§ Task
The required result is an exact copy of the lines beginning at the line that contains "One point marks each instance of the ceiling vent." and ending at the last line of the material below.

⁂

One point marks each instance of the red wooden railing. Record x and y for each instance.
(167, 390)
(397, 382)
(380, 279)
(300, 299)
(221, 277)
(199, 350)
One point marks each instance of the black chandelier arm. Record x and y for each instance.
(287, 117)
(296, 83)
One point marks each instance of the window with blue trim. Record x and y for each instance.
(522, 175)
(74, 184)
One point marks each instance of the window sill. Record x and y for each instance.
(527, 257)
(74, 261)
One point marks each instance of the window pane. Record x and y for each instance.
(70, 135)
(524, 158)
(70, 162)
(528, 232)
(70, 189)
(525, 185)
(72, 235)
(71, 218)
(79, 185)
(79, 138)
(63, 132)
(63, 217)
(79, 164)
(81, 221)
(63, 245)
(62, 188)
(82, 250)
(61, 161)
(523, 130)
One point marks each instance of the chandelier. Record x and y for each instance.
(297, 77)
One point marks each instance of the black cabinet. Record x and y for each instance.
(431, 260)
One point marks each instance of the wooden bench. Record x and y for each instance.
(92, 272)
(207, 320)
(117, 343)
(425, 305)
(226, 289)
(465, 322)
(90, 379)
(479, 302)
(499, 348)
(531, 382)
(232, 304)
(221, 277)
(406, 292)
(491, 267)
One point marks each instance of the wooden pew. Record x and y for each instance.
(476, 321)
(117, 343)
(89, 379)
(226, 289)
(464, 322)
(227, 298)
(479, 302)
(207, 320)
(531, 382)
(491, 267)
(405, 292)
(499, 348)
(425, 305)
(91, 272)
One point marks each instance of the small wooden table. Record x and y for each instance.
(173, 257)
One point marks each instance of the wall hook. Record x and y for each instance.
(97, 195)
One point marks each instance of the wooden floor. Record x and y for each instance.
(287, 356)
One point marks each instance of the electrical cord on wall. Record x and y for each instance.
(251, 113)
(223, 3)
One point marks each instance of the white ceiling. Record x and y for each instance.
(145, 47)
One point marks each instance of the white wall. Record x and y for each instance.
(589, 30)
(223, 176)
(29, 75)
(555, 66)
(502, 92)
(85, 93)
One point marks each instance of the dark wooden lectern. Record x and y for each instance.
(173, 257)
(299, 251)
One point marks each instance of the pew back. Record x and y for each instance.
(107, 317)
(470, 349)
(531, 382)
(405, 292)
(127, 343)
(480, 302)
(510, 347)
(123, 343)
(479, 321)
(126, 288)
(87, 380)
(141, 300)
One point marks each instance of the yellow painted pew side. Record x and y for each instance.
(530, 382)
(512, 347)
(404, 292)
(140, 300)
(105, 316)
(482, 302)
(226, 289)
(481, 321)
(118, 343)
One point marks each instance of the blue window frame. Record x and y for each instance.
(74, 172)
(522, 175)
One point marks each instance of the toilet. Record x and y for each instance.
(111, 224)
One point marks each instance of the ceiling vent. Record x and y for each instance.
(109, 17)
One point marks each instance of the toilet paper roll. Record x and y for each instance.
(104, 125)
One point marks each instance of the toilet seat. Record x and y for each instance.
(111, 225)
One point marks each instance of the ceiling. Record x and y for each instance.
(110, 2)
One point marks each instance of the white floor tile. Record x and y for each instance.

⁂

§ Your solution
One point marks each instance of the ceiling vent. Record x and y for each instance.
(109, 17)
One point marks each instance of the toilet paper roll. Record x and y for each instance.
(104, 125)
One point marks each instance of the toilet seat. Record x and y for each instance.
(111, 225)
One point marks each instance of the ceiling. Record x and y for each instance.
(110, 2)
One point marks each instance of the white floor tile. Record x and y for each instance.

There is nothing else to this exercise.